■ Tareas
- a) Responde, a partir del texto sobre los viernes en Tánger:
(i) ¿Qué día descansan los musulmanes?
(ii) ¿Cuál es la prenda estrella en la calle el viernes?
(iii) ¿Cuántas cajas de cerveza compra el Kalvo y cuántas unidades trae cada una?
- b) Prosigue el relato sobre los viernes en Tánger a partir de su última frase.
**** Texto base ****
Dibujo de S.Mata. expatriadaxcojones.blogspot.com
Los cristianos descansan el domingo, los judíos el sábado y los musulmanes lo hacen el viernes. Según el Islam este es el día sagrado. El Corán contiene una asura entera dedicada a los rituales del viernes. En ella se habla del descanso espiritual pero también de la importancia de la higiene, el porte decoroso y la oración.
Si te apetece ir a un Hammam es mejor que escojas cualquier otro día de la semana, si no te puedes encontrar con que la mitad de la población —o sea todas las mujeres— han tenido la misma idea.
Si tienes pensado hacer algo como ir albanco, comprar en el súper, pasar por la peluquería o recargar el móvil, recuerda que la mitad de los negocios está cerrado y la otra mitad baja la persiana para la oración del mediodía.
Si Tánger ya de por sí es una ciudad puritana —ir en tirantes se considera una provocación— no te olvides de vestir recatada. El viernes la prenda estrella en la calle son las chilabas y vestimentas tradicionales.
Es por eso que el Kalvo ha decidido ir a Ceuta en viernes. Es el mejor día para cruzar la frontera. Es un sitio hostil, dice siempre. El viernes, por norma general, hay menos coches, muy pocas personas y el ambiente suele ser más relajado. Sale pronto por la mañana porque necesita llevar unos papeles al banco. Antes de salir, aprovecho para pedirle algunas cosas. Que recoja el libro que tengo encargado, que compre embutido para los niños y que pase por la farmacia.
—Aprovecharé para hacer acopio de provisiones —me dice él. —Provisiones ¿de qué? —De cervezas.
A finales de este mes comienza el Ramadán. Si ya es algo engorroso encontrar alcohol en un país musulmán, hacerlo en pleno mes sagrado es tarea arduo complicada. Las tiendas donde generalmente lo venden cierran y en las grandes superficies ponen el candado. Hay que tener en cuenta, además, que la materia empieza a escasear mucho antes porque quien puede hace como el Kalvo, acopio de provisiones. Pero él, además, es de tendencia exagerado y siempre compra las cosas a cantidades industriales. Así me ahorro el ir más veces, dice. Y el problema luego es mío, que me las veo y me las deseo para guardar todo lo que trae en nuestra cocina de Pin y Pon. En fin, que hoy ha ido al banco, ha recogido mi libro, ha comprado el embutido, ha pasado por la farmacia y ha hecho acopio de cervezas. Seis cajas de doce unidades cada una. Un total de setenta y dos cervezas que ha colocado metódicamente —como lo hace todo— en el maletero.
**** Registros proporcionados ****
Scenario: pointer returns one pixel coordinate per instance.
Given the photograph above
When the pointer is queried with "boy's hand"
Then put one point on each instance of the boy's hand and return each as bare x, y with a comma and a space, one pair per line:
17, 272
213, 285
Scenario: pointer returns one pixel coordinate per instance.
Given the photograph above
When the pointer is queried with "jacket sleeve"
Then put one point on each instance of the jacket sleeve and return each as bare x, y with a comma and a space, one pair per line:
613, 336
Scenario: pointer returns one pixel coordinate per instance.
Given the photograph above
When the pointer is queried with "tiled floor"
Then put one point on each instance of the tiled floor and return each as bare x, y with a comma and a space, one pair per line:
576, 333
****
**** Registros proporcionados ****
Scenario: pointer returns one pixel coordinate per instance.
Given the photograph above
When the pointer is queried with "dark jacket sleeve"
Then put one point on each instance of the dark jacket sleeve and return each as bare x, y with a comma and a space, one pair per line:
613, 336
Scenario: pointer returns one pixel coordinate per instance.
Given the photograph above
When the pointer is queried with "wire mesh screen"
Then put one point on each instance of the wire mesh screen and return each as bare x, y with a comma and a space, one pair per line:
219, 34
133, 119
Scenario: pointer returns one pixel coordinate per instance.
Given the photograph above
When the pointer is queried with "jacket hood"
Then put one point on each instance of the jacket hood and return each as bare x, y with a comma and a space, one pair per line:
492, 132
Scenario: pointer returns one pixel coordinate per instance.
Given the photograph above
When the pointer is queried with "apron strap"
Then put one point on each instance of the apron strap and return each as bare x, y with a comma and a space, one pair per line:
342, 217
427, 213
****
■ Respuestas
- a)
(i) El viernes.
(ii) Las chilabas y vestimentas tradicionales.
(iii) Seis cajas de doce unidades cada una.

- b)
Una vez en la frontera, pasa el control de salida de España, entra en la zona de Marruecos y se detiene en la ADUANA —un trozo cualquiera de la acera, evidentemente sin señalizar—. Uno de los policías le indica que que abra el maletero y ¡sorpresa! —Prohibido —le dice el agente de malos modos. —¿Por qué? —Prohibido —es su única respuesta.
A un movimiento de cabeza del policía, un par de menor rango empiezan a sacar las cajas del maletero. Cuando están todas afuera —apiladas una encima de la otra—, le indica que vaya a aparcar el coche. El Kalvo, diligente, hace lo que le pide y entonces, al regresar no da crédito a lo que ve. Las cervezas han desaparecido por arte de magia. Y empieza la función.
—¿Dónde están mis cervezas? —Ya se lo he dicho. Está prohibido. —Quiero mis cervezas. —Está prohibido.
El policía sólo repite la palabra prohibido pero se niega a darle ninguna explicación. El Kalvo insiste. El policía se hace el loco. El Kalvo se desespera. El policía atiende a otros vehículos. El Kalvo no se da por vencido y reclama lo que es suyo. —Ya se lo he dicho. Está prohibido. —De acuerdo, discúlpeme… no lo sabía. Devuélvemelas y regreso a España. —Habla con mi superior.
El contador se pone a cero. El Kalvo sabe que es la táctica del desgaste y se prepara para afrontarla. Sigue reclamando sin pausa sus cervezas. Llega un momento en que el policía no puede hacerse más el sueco y —otra vez— lo manda a buscar a su superior.
Y así es como el Kalvo consigue, finalmente, hablar con el oficial de más rango. Y con éste ya van tres. Era como D.S —un chaval de nuestra clase y que siempre iba muy arreglado— me explicará luego una vez en casa. No vestía de uniforme, si no una camisa y un corbatín de esos baratos. Llevaba el pelo engominado y medía metro y medio. Pero, al menos, con él, pude hablar.
—Está prohibido entrar más de un litro de cerveza —le explica—, la ley sólo te permite entrar un par de cajas. —Vale. Pues devuélveme el resto y me las llevo a España. —No se puede.
El Kalvo continúa erre que erre y al policía cada vez le cuesta más argumentar lo que a toda regla es un robo. —¿Por qué no puedo? Todavía no he entrado en Marruecos… —¿Tienes el ticket? —Sí —y acto seguido se lo muestra—. Yo sólo quiero mis cervezas.
A lo que el policía responde —y sé que cuesta de creer pero es verdad— literalmente:
—¡No me rayes!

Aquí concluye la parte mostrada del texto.